Object location annotation data:
- - -

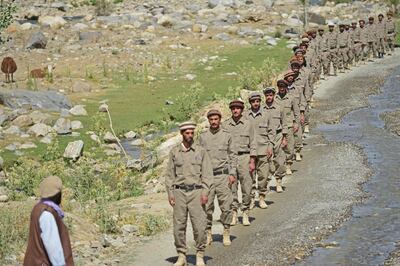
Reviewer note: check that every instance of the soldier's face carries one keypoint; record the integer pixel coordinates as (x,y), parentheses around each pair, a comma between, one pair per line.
(255,104)
(188,135)
(269,97)
(215,121)
(236,112)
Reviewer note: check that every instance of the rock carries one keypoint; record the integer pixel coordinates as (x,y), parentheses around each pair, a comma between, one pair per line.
(37,41)
(53,22)
(80,27)
(110,138)
(130,135)
(26,26)
(62,126)
(81,86)
(12,130)
(3,198)
(138,142)
(165,147)
(22,121)
(90,36)
(28,145)
(39,117)
(76,124)
(40,130)
(78,110)
(45,100)
(222,37)
(103,108)
(74,150)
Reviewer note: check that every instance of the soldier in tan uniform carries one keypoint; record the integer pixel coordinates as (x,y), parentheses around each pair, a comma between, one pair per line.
(243,137)
(278,125)
(332,41)
(391,32)
(381,33)
(343,43)
(371,48)
(188,180)
(263,149)
(292,110)
(218,144)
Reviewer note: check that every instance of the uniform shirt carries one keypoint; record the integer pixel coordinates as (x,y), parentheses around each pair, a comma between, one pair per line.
(189,166)
(332,39)
(290,107)
(243,135)
(220,148)
(51,239)
(262,130)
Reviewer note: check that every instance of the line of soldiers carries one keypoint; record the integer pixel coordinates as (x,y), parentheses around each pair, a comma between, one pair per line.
(254,146)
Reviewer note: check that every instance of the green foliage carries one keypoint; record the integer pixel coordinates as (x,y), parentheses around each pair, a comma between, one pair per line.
(13,230)
(7,10)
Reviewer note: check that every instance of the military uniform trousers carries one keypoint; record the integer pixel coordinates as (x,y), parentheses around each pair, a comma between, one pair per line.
(262,175)
(187,203)
(246,183)
(220,189)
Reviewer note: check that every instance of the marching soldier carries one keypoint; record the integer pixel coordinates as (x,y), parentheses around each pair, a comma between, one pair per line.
(245,147)
(279,129)
(188,181)
(218,144)
(263,149)
(391,32)
(292,111)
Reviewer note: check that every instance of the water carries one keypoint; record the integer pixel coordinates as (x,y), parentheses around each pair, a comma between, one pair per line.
(374,228)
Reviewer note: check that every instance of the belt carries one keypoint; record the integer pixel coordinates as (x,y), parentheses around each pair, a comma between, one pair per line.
(221,172)
(188,187)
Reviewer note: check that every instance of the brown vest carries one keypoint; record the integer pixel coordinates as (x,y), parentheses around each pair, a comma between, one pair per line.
(35,252)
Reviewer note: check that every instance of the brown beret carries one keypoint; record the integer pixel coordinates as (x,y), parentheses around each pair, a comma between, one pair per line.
(187,125)
(254,96)
(282,83)
(236,103)
(50,186)
(214,112)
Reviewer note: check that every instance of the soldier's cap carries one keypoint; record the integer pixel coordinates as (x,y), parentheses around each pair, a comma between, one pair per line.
(236,103)
(50,186)
(214,112)
(282,83)
(289,74)
(269,89)
(187,125)
(254,96)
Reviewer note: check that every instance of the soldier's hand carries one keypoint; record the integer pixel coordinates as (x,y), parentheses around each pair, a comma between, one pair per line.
(171,200)
(203,199)
(231,179)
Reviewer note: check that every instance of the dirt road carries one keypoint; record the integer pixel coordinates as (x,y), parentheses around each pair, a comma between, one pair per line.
(318,197)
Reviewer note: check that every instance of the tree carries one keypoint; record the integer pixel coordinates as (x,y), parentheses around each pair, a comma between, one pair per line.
(7,10)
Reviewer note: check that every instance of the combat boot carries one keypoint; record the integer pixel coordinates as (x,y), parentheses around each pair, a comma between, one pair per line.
(226,237)
(245,218)
(262,203)
(289,169)
(181,260)
(200,258)
(209,237)
(234,218)
(279,188)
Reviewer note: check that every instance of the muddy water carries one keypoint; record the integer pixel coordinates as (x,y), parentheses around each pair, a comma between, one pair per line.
(370,234)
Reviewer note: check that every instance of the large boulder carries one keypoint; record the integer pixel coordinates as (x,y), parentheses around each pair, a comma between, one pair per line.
(37,41)
(40,130)
(74,150)
(47,100)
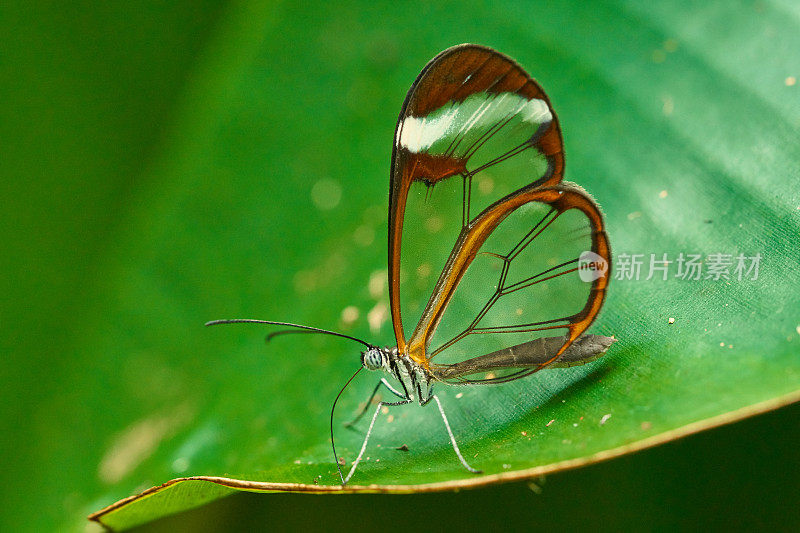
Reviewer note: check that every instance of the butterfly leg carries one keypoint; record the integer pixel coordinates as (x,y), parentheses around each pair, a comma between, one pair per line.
(453,439)
(372,397)
(369,432)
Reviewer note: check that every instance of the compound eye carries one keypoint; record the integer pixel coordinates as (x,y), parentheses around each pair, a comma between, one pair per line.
(373,359)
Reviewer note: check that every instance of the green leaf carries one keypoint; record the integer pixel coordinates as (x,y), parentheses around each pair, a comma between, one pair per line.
(260,191)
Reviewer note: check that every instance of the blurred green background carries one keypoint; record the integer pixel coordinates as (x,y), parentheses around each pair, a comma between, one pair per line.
(157,159)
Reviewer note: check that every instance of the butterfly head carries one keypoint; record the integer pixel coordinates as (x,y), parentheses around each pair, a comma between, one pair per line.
(374,359)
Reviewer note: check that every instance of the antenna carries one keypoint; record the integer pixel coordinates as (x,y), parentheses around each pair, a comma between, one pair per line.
(309,329)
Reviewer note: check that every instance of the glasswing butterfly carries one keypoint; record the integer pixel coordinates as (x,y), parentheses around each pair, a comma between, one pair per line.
(476,193)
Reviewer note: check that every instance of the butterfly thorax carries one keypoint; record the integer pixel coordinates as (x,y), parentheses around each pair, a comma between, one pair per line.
(416,382)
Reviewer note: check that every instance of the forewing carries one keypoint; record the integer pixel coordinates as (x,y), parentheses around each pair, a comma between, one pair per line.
(474,128)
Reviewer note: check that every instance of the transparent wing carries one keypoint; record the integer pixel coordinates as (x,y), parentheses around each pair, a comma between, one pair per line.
(474,129)
(533,267)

- - -

Leave out the pictures and transcribe the entries above exactly.

Output of the exercise:
Reviewer note: check that every instance of the soldier's face carries one keypoint; record the integer pixel coordinates as (x,y), parentheses around each pair, a comma between, one pair per line.
(255,104)
(188,135)
(269,97)
(215,121)
(236,112)
Reviewer note: check that every instance of the rock carries one keypoint; record the integer pixel coordinates as (x,y), parentheses around each pair, a comma between, one pair per line.
(37,41)
(53,22)
(80,27)
(110,138)
(130,135)
(26,26)
(62,126)
(81,86)
(12,130)
(3,198)
(138,142)
(165,147)
(22,121)
(90,36)
(28,145)
(39,117)
(76,124)
(40,130)
(78,110)
(45,100)
(222,37)
(103,108)
(74,150)
Reviewer note: check that every instance of the soldier in tan uniform carries one keypoint; record the integer pixel coordinates as (x,y), parentheses around each pair, a comma between, one pair per line.
(243,137)
(278,125)
(332,41)
(391,32)
(381,33)
(343,43)
(371,48)
(188,180)
(263,149)
(292,110)
(218,144)
Reviewer note: check that every instance of the uniform shirt carries one keypoint; record the integer pixel coordinates as (x,y), parentheses around each pair, a comma between, one pair per line.
(189,166)
(332,39)
(290,107)
(243,135)
(220,148)
(51,239)
(262,130)
Reviewer note: check that every instance of the line of soldiers carries one keypoint; record the integer pixel coordinates as (x,y), parentheses around each pair, a comma between, one pair per line.
(254,146)
Reviewer note: check that every instance of the green foliage carries one keypoint; record the integer pixel coordinates as (x,y), parentheses around each pair, a comma between, one pair per line.
(13,230)
(7,10)
Reviewer note: check that every instance of the military uniform trousers carries one keypoint; record the integer pixel coordinates as (x,y), parentheses around each pair, a comma between, one pair per line.
(262,175)
(187,203)
(246,183)
(220,189)
Reviewer note: check that every instance of the marching soldier carries one keypoint; record the integer pixel coordinates as (x,y), parentheses around each pair, a comma between, one pair per line.
(245,147)
(279,129)
(188,181)
(218,144)
(263,149)
(391,32)
(292,111)
Reviewer note: check that every instance of the water carries one keypoint; record the integer pixel coordinates as (x,y), parentheses around each pair, a comma between, one pair per line.
(374,228)
Reviewer note: check that every instance of the belt carries one keypoint; record the integer pixel coordinates as (x,y), parentheses around each pair, a comma between, one pair per line.
(221,172)
(188,187)
Reviewer note: check that every instance of the brown vest carries one keypoint; record the integer pixel coordinates as (x,y), parentheses around each pair, a comma between, one pair per line.
(35,252)
Reviewer note: check that every instance of the brown beret carries one keypoint; record the integer pixel coordinates as (x,y), parentheses around each pair, a comma between, one pair per line.
(187,125)
(254,96)
(282,83)
(236,103)
(50,186)
(214,112)
Reviewer note: check that every instance of the soldier's cap carries one keypoint; record the integer pixel coordinates as (x,y), parentheses around each pair, a comma between, one pair per line.
(236,103)
(50,186)
(214,112)
(282,83)
(289,74)
(269,89)
(187,125)
(254,96)
Reviewer note: check that every instance of the soldier's hand carries one keypoint; record the integer pixel coordinates as (x,y), parentheses around each pair, a comma between, one pair per line.
(171,200)
(203,199)
(231,179)
Reviewer note: check that every instance of the dirt road carries one keypoint; record the integer pixel coordinates as (x,y), parentheses around each pair, a comma between, one pair per line.
(318,197)
Reviewer note: check that every instance of the tree carries one keypoint; record the integer pixel coordinates as (x,y), parentheses around each pair, a comma between, one pair per line.
(7,10)
Reviewer note: check that every instance of the combat boot carries one keypoint; record the integer pixel coordinates as (x,y), parentheses around each pair, a comma between, one pair per line.
(226,237)
(245,218)
(262,203)
(289,169)
(181,260)
(200,258)
(209,237)
(234,218)
(279,188)
Reviewer note: check that every instance of the muddy water carries one keypoint; record the integer pixel coordinates as (x,y), parentheses around each pair, a comma between, one pair per line.
(370,234)
Reviewer note: check that every instance of the large boulder carries one keypoint; record the integer pixel coordinates as (x,y), parentheses around each pair, a comma between, one pair per line.
(37,41)
(40,130)
(74,150)
(47,100)
Reviewer note: check that every instance of the butterfly leg carries one keypoint; record the integer pixel coordinates as (x,y), parentheses around each pair, a comma between, one pair per line.
(453,439)
(372,397)
(369,432)
Reviewer note: check that every instance of the compound eye carries one keypoint; record the integer pixel coordinates as (x,y), parentheses around each pair, a comma between, one pair per line.
(373,359)
Reviewer note: check that every instance of the green leaf carries one keypoint; record the integer pixel coordinates as (x,y), parentheses around each pair, a comma between, one pair per line.
(260,191)
Reviewer note: check that every instance of the blurred green background carries one keypoint; record the integer pixel coordinates as (x,y), parentheses around each pair, a comma between, one pair per line.
(157,159)
Reviewer note: check that every instance of the butterfly head carries one keypoint; record the integer pixel coordinates as (x,y), parentheses around each pair, a comma between, one pair per line.
(374,359)
Reviewer note: check that every instance of the antenna carries one keypoint; record the integer pixel coordinates as (x,y), parentheses around each pair, a comma between, one pair per line.
(309,329)
Reviewer note: check that every instance of the glasswing butterfly carries one keypoint; record the integer pixel coordinates as (x,y), parentheses around each pair, a comma between, one pair per line.
(476,193)
Reviewer note: check that every instance of the butterfly thorax carries one keypoint; record the integer pixel coordinates as (x,y), parentheses around each pair, a comma between, one pair per line.
(416,382)
Reviewer note: check that every instance of the forewing carries one keypoint; record the integer pixel coordinates as (x,y), parentheses around each pair, a comma between, one pair per line.
(474,128)
Reviewer note: check that every instance of the transparent wing carries one keypoint; record the integer pixel coordinates as (x,y), parentheses around each pair, a comma between, one pair per line.
(474,129)
(533,267)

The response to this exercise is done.